◆ PROBLEM TO SOLVE
Repeat the lines below exactly as written, please, from the line with "Query: ivy vine" to the line with "# test: put a marker on the column", both lines included, and no others.

(Point localization data)
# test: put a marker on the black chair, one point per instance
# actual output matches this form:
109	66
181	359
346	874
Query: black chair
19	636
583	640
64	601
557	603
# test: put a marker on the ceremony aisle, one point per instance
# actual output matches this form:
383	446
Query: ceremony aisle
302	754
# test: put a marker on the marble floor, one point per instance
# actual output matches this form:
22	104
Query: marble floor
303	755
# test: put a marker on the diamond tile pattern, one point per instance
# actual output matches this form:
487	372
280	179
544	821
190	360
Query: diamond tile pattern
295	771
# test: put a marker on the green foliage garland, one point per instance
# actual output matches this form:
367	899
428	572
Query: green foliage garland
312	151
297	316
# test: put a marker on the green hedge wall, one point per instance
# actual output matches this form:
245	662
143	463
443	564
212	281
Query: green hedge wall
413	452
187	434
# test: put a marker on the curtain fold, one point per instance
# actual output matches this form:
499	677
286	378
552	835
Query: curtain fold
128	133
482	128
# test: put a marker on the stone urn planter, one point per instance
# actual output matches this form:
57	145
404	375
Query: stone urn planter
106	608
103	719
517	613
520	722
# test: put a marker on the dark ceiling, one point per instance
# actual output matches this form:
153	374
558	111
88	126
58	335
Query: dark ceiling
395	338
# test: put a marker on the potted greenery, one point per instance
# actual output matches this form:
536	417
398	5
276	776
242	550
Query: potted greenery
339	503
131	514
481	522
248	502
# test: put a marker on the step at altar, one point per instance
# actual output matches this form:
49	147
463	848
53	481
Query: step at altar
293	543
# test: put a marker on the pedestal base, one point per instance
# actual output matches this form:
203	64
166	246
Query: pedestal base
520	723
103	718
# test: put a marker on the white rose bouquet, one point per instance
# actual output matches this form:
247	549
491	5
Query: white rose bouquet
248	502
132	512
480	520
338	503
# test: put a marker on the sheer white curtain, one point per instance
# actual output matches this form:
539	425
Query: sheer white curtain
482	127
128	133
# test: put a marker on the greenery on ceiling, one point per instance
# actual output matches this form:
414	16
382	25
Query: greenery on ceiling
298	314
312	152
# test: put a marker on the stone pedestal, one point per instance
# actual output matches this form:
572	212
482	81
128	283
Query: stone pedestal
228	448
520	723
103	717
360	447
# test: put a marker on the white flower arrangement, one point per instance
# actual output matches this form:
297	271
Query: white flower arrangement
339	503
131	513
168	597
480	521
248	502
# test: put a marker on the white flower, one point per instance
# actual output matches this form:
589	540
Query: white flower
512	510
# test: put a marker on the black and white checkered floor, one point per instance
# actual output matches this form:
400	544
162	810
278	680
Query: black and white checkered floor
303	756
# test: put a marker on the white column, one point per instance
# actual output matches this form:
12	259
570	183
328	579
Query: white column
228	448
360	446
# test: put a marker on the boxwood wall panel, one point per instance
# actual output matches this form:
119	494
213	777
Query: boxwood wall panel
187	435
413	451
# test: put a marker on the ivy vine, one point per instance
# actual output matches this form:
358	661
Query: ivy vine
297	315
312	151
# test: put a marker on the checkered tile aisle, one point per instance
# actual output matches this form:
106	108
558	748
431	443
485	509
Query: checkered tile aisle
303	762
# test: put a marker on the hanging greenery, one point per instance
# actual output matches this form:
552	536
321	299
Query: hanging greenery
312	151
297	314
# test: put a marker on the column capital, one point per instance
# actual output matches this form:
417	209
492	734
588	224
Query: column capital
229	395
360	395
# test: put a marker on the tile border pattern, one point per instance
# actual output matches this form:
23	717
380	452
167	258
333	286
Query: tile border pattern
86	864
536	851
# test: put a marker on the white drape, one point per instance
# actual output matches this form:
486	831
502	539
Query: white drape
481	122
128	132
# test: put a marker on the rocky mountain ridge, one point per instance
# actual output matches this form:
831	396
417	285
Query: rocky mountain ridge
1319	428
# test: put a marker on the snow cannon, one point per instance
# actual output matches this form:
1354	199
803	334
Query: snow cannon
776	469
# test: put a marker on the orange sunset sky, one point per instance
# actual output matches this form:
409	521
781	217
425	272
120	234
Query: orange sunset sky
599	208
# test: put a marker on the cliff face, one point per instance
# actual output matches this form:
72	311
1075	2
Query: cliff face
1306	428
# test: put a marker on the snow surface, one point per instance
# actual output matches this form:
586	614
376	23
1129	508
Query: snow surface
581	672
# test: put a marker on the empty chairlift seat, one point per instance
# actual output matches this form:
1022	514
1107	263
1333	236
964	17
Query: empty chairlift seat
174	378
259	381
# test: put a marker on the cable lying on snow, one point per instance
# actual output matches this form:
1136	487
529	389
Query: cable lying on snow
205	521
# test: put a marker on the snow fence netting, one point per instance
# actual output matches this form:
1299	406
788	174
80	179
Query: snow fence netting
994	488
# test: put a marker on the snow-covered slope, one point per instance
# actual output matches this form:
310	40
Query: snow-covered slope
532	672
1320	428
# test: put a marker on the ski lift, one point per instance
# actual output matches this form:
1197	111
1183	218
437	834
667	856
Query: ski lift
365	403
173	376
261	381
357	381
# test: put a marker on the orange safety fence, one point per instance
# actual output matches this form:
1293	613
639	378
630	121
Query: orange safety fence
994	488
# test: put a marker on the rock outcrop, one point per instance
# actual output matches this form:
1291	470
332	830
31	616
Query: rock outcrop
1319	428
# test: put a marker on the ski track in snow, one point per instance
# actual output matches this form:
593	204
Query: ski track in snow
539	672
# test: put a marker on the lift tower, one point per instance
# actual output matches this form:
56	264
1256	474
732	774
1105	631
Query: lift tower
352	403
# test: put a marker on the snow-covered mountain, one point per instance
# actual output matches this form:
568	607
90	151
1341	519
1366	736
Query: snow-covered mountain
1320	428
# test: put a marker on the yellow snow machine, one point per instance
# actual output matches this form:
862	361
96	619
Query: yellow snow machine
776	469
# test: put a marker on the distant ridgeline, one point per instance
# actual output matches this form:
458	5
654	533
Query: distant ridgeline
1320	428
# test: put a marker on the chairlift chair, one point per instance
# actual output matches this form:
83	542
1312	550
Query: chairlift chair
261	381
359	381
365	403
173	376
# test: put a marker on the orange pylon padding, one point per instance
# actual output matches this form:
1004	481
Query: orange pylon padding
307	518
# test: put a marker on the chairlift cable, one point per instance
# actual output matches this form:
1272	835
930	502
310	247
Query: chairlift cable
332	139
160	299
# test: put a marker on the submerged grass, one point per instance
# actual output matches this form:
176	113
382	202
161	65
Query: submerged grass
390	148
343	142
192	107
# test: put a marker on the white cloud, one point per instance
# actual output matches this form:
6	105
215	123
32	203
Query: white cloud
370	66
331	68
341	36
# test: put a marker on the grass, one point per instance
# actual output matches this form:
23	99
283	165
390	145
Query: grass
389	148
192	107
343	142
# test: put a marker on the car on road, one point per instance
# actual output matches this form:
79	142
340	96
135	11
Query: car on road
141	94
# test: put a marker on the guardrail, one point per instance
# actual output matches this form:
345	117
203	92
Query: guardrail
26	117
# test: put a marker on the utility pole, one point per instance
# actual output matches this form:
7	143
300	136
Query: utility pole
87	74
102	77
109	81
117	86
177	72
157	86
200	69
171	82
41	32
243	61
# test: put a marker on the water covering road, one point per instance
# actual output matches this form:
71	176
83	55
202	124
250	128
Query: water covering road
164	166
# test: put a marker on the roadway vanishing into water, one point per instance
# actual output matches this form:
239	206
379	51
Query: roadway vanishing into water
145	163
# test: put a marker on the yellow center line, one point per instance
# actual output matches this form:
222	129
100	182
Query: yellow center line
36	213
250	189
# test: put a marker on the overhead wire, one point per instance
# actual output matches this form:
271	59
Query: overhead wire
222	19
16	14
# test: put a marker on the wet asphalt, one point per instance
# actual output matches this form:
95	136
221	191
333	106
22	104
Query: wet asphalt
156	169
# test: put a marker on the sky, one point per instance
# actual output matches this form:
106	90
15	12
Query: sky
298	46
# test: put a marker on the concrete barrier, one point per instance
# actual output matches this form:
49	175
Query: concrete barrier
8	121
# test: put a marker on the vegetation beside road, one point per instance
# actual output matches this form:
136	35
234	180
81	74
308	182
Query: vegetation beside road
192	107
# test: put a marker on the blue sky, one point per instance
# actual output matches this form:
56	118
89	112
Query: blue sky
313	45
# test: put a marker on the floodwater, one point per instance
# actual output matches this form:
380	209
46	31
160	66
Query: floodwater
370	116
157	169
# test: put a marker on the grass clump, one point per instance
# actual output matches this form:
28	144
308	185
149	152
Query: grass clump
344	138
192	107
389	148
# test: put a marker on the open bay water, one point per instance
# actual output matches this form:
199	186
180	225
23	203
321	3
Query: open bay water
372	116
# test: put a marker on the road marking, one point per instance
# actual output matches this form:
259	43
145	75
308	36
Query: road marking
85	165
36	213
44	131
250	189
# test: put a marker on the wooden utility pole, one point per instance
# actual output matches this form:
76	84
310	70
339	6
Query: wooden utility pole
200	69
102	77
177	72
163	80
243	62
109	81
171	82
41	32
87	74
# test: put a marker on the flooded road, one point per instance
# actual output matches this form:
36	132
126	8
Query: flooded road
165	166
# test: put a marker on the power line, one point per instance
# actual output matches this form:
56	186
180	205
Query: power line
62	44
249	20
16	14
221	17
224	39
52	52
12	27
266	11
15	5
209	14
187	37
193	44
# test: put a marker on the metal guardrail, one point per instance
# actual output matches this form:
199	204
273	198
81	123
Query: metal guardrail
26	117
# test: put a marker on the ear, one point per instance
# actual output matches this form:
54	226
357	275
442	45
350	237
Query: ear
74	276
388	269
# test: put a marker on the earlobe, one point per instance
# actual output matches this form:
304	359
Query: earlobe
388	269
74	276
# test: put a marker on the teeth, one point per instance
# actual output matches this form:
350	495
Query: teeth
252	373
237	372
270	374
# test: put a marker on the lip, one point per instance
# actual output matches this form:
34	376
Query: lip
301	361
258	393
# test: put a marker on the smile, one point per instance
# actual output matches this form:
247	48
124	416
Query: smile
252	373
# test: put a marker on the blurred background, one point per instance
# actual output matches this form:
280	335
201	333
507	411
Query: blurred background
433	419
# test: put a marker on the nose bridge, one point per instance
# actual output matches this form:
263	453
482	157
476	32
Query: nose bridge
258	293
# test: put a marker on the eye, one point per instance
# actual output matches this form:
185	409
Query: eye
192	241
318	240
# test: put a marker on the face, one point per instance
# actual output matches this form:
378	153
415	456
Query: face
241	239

◆ ANSWER SPACE
Query: ivy vine
297	315
312	151
# test: put a marker on the checkered tile aisle, one point per instance
# actual output matches this form:
106	108
558	748
431	443
485	509
Query: checkered tile aisle
303	762
# test: put a marker on the hanging greenery, one point per instance
# actual output matches this form:
552	536
321	299
Query: hanging greenery
312	151
297	314
# test: put a marker on the column capital, one point per instance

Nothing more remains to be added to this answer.